───── DATA FOR ANALYSIS

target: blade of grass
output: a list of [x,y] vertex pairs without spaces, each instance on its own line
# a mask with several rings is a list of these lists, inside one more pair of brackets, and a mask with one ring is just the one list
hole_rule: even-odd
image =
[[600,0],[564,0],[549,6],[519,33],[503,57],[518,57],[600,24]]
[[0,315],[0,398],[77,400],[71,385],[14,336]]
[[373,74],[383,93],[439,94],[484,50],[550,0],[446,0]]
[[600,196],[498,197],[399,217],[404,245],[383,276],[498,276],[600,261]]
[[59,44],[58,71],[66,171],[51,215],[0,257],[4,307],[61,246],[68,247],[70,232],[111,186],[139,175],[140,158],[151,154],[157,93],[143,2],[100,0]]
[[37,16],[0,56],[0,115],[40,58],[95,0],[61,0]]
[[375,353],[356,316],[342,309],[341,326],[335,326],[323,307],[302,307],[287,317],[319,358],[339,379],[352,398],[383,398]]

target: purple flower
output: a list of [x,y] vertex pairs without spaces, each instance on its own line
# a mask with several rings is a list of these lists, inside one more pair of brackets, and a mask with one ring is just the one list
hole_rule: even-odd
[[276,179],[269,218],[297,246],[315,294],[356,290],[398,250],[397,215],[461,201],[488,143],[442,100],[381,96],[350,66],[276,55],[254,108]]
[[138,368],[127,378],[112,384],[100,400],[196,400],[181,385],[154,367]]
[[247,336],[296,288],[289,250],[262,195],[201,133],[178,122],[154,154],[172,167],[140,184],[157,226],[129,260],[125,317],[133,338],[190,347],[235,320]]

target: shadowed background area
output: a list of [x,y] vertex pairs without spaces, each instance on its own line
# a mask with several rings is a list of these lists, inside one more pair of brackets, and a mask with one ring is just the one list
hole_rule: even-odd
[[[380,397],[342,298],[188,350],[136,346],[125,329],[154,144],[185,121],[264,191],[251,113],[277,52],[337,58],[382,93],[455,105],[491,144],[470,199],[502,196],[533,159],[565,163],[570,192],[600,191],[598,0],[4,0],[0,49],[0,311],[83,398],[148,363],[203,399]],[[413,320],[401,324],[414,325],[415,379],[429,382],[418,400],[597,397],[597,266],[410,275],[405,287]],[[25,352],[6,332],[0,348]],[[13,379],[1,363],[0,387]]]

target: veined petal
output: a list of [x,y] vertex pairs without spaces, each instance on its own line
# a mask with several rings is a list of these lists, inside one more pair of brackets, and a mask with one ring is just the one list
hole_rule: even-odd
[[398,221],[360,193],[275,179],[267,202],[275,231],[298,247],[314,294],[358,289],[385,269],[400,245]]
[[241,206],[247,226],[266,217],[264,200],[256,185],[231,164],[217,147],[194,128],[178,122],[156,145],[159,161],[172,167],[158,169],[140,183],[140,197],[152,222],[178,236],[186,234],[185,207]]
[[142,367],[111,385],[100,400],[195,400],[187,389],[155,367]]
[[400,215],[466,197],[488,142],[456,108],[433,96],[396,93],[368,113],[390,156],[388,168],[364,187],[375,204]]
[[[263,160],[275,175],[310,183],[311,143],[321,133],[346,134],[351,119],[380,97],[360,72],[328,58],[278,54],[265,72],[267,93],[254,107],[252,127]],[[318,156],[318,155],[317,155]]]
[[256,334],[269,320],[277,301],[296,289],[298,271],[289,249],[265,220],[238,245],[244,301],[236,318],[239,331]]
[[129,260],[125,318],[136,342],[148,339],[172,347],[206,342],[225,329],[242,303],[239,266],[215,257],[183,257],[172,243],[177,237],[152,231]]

──────────

→ EXERCISE
Give every entry in the listing above again, exactly as written.

→ SOLUTION FOR THIS TASK
target: blade of grass
output: a list of [x,y] vertex pairs without spaces, each instance on its own line
# a mask with several rings is a list of these lists, inside one more pair of brackets, and a mask with one ring is just the one list
hole_rule: even-odd
image =
[[600,0],[564,0],[549,6],[519,33],[503,57],[518,57],[600,24]]
[[0,315],[0,398],[77,400],[71,385],[14,336]]
[[373,74],[383,93],[439,94],[484,50],[550,0],[446,0]]
[[600,196],[498,197],[399,217],[404,245],[383,276],[498,276],[600,261]]
[[59,44],[58,71],[66,171],[51,215],[0,257],[4,307],[61,246],[68,247],[70,232],[111,186],[139,175],[140,158],[151,154],[157,93],[143,2],[100,0]]
[[37,16],[0,56],[0,115],[40,58],[95,0],[61,0]]
[[375,353],[356,316],[342,309],[341,326],[335,326],[323,307],[302,307],[287,317],[319,358],[339,379],[352,398],[383,398]]

target: purple flower
output: a list of [x,y] vertex pairs without spaces, each instance on its own line
# a mask with several rings is a list of these lists, inside one more pair of brackets, and a mask with one ring is just the one list
hole_rule: even-odd
[[276,179],[269,218],[297,246],[315,294],[356,290],[398,250],[397,215],[461,201],[488,143],[442,100],[381,96],[350,66],[276,55],[254,108]]
[[138,368],[127,378],[112,384],[100,400],[196,400],[181,385],[154,367]]
[[247,336],[296,288],[289,250],[262,195],[201,133],[178,122],[154,154],[172,167],[140,184],[157,226],[129,260],[125,317],[133,338],[190,347],[235,320]]

target: shadowed background area
output: a list of [x,y] vertex pairs without spaces, each instance on its own line
# a mask with several rings is a list of these lists, inside one more pair of brackets, and a mask with one ring is just the one list
hole_rule: even-odd
[[[380,397],[342,298],[188,350],[136,346],[125,329],[154,144],[185,121],[264,191],[251,113],[277,52],[337,58],[382,93],[455,105],[491,144],[470,199],[502,196],[533,159],[565,163],[570,192],[600,191],[598,0],[4,0],[0,49],[0,311],[83,398],[148,363],[203,399]],[[413,320],[401,324],[414,325],[415,379],[429,382],[418,400],[597,397],[597,266],[410,275],[405,287]],[[25,352],[6,332],[0,348]],[[13,379],[1,363],[0,387]]]

target: veined petal
output: a list of [x,y] vertex pairs without spaces, each instance on its own line
# a mask with several rings is a list of these lists, inside one more pair of brackets, and a mask with one ring is just the one list
hole_rule: even-odd
[[398,221],[360,193],[275,179],[267,202],[275,231],[298,247],[314,294],[358,289],[385,269],[400,245]]
[[241,206],[247,226],[266,217],[264,200],[256,185],[231,164],[217,147],[194,128],[178,122],[156,145],[159,161],[172,167],[158,169],[140,183],[140,197],[152,222],[178,236],[186,234],[185,207]]
[[142,367],[111,385],[100,400],[195,400],[187,389],[155,367]]
[[400,215],[466,197],[488,142],[456,108],[433,96],[396,93],[368,113],[390,156],[388,168],[364,187],[375,204]]
[[[263,160],[275,175],[310,183],[311,143],[321,133],[346,134],[351,119],[380,97],[360,72],[328,58],[278,54],[265,72],[267,93],[254,107],[252,127]],[[318,156],[318,155],[317,155]]]
[[256,334],[269,320],[277,301],[296,289],[298,271],[289,249],[265,220],[238,245],[244,301],[236,318],[239,331]]
[[129,260],[125,318],[136,342],[148,339],[172,347],[206,342],[225,329],[242,303],[239,266],[215,257],[183,257],[172,243],[177,237],[152,231]]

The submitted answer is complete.